[Source data]
────────────────────

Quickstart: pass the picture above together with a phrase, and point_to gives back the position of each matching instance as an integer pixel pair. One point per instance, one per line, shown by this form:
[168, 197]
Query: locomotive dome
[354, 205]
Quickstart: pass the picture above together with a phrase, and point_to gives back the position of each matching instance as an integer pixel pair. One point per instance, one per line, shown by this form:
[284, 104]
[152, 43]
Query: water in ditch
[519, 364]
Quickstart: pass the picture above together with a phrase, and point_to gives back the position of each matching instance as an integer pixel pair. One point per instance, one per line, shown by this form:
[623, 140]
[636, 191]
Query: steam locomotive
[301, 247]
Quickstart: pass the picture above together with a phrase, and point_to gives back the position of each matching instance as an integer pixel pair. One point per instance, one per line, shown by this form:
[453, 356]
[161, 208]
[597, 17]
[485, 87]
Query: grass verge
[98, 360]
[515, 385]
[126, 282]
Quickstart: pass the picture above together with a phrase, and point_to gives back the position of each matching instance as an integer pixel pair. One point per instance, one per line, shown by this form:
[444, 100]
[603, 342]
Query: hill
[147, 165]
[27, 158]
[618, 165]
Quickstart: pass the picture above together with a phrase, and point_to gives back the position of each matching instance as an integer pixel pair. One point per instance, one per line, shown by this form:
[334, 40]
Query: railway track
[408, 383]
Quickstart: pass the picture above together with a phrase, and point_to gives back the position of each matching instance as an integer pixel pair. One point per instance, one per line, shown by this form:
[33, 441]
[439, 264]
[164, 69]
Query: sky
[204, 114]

────────────────────

**EXERCISE DESCRIPTION:** How many of the lines above contain the word "locomotive"? Reply with only the number.

**WRITTEN SOLUTION:** 2